— Begin Article —

University of Kentucky and University of Louisville basketball fans may be united in one thing — their hatred for bitter rival Duke University.
So when campaign Web ad for Senate Minority Leader Mitch McConnell (R-Ky.) on Tuesday used footage of the Blue Devils instead of either the Wildcats or Cardinals, his Senate rivals were quick to pounce on the incumbent's misfire.
The basketball-heavy state is divided between the two powerhouse schools, who will face-off this Friday in the Sweet Sixteen during the March Madness tournament. McConnell is an alumnus of both schools but roots for the Louisville Cardinals.
Local Kentucky reporters noted the clip on Twitter, and shortly after McConnell’s campaign took the video offline and revised it to feature a shot of Kentucky player Julius Randle dunking.

— End Article —
— Begin Recorded data —

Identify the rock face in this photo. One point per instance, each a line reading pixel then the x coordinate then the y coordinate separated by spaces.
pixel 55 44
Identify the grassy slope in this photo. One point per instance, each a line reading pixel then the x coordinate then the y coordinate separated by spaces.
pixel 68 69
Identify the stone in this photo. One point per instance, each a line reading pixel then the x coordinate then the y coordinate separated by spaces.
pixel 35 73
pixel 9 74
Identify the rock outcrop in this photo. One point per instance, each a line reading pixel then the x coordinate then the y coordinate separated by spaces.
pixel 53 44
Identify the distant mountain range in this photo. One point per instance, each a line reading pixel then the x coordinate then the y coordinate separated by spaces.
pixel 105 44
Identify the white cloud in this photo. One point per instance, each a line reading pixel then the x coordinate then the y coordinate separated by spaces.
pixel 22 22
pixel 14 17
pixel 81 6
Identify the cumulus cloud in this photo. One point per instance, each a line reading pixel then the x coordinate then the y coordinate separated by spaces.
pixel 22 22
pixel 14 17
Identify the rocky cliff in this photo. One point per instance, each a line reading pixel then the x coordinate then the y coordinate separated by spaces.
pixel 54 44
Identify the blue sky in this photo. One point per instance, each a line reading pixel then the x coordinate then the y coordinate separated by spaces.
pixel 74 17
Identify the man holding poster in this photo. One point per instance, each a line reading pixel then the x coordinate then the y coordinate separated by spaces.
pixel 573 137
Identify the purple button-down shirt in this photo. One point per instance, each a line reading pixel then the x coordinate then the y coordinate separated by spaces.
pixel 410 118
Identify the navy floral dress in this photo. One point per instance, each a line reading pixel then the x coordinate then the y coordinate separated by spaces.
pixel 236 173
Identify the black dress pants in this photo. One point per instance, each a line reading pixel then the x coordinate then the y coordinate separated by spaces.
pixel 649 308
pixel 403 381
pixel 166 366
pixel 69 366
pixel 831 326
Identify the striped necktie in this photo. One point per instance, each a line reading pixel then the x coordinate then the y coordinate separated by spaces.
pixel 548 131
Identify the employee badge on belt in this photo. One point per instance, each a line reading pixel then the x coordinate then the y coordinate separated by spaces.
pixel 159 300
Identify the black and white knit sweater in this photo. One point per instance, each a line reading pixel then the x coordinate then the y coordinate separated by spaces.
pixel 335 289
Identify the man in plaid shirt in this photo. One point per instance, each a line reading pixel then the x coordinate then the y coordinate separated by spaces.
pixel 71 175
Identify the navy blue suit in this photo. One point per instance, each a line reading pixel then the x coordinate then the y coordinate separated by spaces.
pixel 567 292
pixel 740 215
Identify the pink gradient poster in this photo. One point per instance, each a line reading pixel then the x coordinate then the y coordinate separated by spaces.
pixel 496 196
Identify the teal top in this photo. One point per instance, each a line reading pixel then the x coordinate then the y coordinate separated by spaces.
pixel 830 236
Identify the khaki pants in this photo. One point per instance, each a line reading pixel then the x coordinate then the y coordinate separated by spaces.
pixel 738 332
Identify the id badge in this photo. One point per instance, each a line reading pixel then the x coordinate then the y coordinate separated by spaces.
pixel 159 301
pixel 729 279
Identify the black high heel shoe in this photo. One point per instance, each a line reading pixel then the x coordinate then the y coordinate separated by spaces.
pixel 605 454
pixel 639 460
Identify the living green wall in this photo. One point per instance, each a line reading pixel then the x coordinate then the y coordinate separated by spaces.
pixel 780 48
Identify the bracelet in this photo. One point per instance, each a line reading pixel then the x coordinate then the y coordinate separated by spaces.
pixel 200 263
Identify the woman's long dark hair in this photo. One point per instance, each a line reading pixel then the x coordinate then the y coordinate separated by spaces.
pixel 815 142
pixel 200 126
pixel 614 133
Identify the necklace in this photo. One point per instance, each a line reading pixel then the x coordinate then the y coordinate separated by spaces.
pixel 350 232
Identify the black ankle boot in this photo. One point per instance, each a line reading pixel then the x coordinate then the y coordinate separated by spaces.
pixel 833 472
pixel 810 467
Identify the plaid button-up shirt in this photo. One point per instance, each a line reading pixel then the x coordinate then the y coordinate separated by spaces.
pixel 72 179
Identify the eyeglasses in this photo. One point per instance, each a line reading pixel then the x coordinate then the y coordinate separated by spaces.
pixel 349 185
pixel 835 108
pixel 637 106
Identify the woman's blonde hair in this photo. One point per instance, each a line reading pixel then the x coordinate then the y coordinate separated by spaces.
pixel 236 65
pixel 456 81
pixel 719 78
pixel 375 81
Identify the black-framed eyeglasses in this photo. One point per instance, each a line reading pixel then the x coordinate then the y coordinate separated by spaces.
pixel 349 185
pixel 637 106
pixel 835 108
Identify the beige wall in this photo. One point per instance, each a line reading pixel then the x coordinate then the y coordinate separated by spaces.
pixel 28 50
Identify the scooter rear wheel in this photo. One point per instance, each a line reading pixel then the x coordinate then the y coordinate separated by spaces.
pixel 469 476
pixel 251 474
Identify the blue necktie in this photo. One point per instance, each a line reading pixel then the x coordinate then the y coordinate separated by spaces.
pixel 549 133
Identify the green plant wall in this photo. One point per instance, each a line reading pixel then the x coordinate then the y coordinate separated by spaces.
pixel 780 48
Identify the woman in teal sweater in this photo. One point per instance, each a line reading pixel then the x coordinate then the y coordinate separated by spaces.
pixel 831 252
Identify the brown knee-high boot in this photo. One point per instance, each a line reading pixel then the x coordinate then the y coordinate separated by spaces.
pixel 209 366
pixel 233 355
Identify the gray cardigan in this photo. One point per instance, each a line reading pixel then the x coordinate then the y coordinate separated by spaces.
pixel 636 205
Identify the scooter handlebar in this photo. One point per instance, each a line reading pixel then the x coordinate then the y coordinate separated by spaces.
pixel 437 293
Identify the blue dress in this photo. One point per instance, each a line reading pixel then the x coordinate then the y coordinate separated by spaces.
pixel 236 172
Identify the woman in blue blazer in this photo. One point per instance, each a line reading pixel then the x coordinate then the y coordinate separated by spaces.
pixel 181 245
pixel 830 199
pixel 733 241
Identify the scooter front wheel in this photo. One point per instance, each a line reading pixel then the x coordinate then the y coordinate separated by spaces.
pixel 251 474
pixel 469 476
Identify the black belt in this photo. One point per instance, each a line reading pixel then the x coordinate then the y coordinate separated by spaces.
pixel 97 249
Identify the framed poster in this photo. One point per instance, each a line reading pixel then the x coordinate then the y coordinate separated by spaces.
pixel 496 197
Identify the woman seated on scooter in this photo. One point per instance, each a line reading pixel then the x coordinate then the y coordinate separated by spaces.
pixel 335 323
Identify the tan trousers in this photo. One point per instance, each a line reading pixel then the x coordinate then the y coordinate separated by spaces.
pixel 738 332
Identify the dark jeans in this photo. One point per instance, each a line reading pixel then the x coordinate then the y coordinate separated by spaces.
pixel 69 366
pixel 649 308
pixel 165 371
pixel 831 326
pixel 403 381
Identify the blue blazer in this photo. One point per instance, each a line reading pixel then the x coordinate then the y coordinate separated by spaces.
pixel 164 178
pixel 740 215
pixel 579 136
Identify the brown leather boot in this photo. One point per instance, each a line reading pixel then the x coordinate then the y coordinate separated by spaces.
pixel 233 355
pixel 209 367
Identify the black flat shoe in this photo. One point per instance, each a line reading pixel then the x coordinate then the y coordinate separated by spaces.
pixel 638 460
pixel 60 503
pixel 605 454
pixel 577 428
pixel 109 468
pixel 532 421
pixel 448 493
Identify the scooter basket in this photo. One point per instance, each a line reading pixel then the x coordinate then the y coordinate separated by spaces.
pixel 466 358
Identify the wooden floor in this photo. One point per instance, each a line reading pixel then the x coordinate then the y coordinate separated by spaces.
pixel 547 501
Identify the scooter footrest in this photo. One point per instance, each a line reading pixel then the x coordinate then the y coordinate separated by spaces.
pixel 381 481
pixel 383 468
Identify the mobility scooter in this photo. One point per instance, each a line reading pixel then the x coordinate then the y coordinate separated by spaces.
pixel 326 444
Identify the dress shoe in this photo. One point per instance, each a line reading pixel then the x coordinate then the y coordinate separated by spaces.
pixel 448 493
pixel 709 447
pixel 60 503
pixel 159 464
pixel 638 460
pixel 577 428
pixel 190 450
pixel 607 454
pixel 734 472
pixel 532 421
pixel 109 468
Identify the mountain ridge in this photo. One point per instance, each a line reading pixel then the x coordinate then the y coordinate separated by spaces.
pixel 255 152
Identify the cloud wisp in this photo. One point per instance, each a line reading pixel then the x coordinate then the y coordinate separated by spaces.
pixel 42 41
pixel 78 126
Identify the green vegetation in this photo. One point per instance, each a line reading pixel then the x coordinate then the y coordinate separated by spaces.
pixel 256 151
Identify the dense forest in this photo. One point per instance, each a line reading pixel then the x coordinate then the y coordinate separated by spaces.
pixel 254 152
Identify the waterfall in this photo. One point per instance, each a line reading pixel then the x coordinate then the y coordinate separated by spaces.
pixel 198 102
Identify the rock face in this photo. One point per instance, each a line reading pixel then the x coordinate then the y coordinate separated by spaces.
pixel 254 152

— End Recorded data —

What you need to do:
A. In the McConnell ad article, change "Sweet Sixteen" to "regional semifinal" and write out the part that opens with the words containing "So when campaign" and closes with "the Louisville Cardinals.".
B. Answer these from the McConnell ad article:
(i) Whose basketball footage did the campaign Web ad use?
(ii) Which team does McConnell root for?
(iii) What shot did the revised video feature?
C. Resume the article on McConnell's basketball ad after its last sentence.

The replies:
A.
So when campaign Web ad for Senate Minority Leader Mitch McConnell (R-Ky.) on Tuesday used footage of the Blue Devils instead of either the Wildcats or Cardinals, his Senate rivals were quick to pounce on the incumbent's misfire.
The basketball-heavy state is divided between the two powerhouse schools, who will face-off this Friday in the regional semifinal during the March Madness tournament. McConnell is an alumnus of both schools but roots for the Louisville Cardinals.

B.
(i) Duke University's Blue Devils.
(ii) The Louisville Cardinals.
(iii) Kentucky player Julius Randle dunking.

C.
McConnell’s campaign spokeswoman, Allison Moore, said the mistake was made by an ad vendor and that the campaign was “horrified” when they found out.
"The ad was intended to highlight Kentucky's basketball dominance and obviously the Web ad vendor has become so accustomed to watching national championship celebrations in the Bluegrass State that they made a mistake with one of the images. Obviously we were horrified by the error and quickly changed it,” she said.
But McConnell’s Senate challengers were quick to knock him for the mistake. His primary opponent, businessman Matt Bevin, took to Facebook and Twitter to ridicule the video.
“Mitch McConnell really took this to heart in his latest ad #thingsmorepopularthanmitch #Duke” the candidate posted, with a link to an article about the mistake.
And expected Democratic nominee Alison Lundergan Grimes’s spokeswoman Charly Norton said it was further indication of how McConnell “has clearly lost touch with Kentucky.”
“It turns out he has been in Washington so long he does not even know the difference between Kentucky and Duke basketball,” she said.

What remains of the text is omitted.